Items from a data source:
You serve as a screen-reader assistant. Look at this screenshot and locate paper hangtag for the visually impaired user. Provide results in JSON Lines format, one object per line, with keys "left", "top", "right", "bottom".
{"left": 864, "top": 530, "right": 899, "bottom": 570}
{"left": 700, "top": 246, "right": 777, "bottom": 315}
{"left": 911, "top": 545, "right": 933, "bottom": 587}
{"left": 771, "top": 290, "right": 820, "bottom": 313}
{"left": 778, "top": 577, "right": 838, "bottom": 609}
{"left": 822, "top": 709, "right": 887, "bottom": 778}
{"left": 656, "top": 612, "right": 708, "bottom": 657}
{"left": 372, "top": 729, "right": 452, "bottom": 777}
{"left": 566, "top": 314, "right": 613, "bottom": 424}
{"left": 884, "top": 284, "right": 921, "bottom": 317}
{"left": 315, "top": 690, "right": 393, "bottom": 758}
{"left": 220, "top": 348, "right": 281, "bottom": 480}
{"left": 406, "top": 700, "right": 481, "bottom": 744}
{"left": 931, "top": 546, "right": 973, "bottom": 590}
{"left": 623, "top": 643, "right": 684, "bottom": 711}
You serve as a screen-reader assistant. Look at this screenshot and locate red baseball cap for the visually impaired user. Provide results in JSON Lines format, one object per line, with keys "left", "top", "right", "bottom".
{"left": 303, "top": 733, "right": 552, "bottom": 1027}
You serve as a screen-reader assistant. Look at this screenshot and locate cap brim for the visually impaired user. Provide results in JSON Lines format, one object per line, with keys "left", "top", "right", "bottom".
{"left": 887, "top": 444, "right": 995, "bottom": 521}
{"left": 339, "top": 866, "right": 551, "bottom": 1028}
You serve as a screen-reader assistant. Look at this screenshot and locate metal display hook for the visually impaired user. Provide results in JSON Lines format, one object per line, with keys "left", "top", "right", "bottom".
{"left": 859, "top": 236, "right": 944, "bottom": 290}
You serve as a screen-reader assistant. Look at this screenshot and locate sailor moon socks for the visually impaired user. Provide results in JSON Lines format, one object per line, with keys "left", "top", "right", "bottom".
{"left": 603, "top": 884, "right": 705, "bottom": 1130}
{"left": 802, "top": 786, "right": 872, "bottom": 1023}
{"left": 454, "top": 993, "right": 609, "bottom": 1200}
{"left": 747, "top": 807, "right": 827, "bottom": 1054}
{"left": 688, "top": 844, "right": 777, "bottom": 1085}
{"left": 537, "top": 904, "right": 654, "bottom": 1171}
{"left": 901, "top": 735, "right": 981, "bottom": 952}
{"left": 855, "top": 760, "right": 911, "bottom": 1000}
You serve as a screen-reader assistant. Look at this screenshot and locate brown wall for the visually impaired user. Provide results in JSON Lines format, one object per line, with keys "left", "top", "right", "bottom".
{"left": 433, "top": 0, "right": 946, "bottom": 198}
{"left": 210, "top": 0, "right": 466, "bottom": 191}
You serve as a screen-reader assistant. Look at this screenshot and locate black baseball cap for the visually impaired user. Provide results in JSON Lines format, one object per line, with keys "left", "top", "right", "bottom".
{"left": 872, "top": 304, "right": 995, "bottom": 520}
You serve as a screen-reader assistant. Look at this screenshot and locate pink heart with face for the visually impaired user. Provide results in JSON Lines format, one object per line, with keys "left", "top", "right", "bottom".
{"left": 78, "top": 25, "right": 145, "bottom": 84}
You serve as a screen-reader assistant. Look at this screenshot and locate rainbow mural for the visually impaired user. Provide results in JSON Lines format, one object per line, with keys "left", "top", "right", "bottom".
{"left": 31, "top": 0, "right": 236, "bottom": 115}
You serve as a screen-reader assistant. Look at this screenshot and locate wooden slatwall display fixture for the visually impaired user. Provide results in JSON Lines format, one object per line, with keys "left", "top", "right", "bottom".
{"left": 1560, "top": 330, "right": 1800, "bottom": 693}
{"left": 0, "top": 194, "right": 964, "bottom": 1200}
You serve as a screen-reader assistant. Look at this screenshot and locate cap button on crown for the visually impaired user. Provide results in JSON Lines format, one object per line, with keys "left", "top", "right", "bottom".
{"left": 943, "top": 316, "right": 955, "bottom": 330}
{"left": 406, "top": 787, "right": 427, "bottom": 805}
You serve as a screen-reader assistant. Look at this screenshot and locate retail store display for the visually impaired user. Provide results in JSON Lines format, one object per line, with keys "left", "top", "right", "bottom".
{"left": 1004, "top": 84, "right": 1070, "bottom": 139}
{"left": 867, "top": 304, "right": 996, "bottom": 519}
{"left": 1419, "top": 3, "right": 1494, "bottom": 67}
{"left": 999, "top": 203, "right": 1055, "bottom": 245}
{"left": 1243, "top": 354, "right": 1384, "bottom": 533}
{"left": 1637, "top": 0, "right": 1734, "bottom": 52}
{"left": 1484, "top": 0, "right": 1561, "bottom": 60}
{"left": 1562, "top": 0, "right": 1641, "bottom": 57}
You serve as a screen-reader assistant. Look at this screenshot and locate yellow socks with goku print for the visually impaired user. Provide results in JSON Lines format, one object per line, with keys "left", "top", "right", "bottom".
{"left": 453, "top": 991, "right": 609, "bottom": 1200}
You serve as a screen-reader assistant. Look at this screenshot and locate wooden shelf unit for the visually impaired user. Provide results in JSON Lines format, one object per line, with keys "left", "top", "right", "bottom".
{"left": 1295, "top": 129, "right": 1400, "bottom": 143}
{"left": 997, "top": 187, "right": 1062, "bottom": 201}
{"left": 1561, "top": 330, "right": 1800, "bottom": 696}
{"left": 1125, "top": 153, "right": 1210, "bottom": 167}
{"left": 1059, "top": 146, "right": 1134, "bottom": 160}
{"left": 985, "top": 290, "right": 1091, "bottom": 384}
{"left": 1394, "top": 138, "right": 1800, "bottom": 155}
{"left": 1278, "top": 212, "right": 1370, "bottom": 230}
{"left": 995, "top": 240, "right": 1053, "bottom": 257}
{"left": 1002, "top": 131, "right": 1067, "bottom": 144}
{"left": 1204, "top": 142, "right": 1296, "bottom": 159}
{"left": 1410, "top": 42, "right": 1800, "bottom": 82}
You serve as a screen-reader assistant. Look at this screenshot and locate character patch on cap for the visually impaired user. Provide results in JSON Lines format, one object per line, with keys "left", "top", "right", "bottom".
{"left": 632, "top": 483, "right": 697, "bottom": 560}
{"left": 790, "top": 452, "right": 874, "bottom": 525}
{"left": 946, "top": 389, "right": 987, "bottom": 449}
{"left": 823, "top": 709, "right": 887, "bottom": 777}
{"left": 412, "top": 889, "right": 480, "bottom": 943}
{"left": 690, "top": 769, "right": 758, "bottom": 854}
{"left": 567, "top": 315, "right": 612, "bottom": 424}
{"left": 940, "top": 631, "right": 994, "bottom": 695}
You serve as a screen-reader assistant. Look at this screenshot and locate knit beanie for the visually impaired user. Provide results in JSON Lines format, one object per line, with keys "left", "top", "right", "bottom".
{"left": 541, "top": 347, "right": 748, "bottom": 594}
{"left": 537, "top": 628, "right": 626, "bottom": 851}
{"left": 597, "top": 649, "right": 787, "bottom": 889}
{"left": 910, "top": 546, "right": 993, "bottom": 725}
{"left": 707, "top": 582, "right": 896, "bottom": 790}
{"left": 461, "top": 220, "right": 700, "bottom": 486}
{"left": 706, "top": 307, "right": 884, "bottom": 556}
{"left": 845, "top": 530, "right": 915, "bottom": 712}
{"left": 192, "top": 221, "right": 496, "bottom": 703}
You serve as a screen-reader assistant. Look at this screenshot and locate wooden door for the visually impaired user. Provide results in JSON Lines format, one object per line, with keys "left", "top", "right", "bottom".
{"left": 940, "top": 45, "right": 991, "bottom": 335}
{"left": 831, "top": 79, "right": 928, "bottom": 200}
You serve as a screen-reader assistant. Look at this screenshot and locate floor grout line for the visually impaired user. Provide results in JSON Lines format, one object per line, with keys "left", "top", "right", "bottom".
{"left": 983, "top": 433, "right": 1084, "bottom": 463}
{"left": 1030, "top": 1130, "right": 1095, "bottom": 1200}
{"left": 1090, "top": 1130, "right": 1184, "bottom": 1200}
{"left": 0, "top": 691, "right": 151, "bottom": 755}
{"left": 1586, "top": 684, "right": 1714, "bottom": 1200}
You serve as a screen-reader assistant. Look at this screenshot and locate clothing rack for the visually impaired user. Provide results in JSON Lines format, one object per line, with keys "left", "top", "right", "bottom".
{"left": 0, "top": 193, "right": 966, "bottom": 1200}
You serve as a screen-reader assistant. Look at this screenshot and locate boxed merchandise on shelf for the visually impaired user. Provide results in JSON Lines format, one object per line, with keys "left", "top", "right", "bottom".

TASK REQUIREMENTS: Once you reach the line that holds "and locate floor", print it and every line after it through the end of the records, word for word.

EXERCISE RESPONSE:
You serve as a screen-reader assistant. Look at this screenshot and locate floor grout line for the visually impaired user. Provide results in JSON Lines format, one object per line, with keys "left", "top", "right", "bottom".
{"left": 983, "top": 433, "right": 1084, "bottom": 463}
{"left": 1030, "top": 1130, "right": 1095, "bottom": 1200}
{"left": 1090, "top": 1130, "right": 1184, "bottom": 1200}
{"left": 0, "top": 691, "right": 151, "bottom": 755}
{"left": 1586, "top": 684, "right": 1714, "bottom": 1200}
You serve as a screen-reader assistant. Look at this screenshot and locate clothing rack for the visually impaired user. Provide results in JSON Lines format, one object per line, with keys "left", "top", "right", "bottom".
{"left": 0, "top": 193, "right": 966, "bottom": 1200}
You serve as a screen-reader assistant. Look at this screenshot and locate boxed merchandise on shelf for the visually impaired user. Provide results in JSON Lines format, one object per line, with keys "left", "top", "right", "bottom".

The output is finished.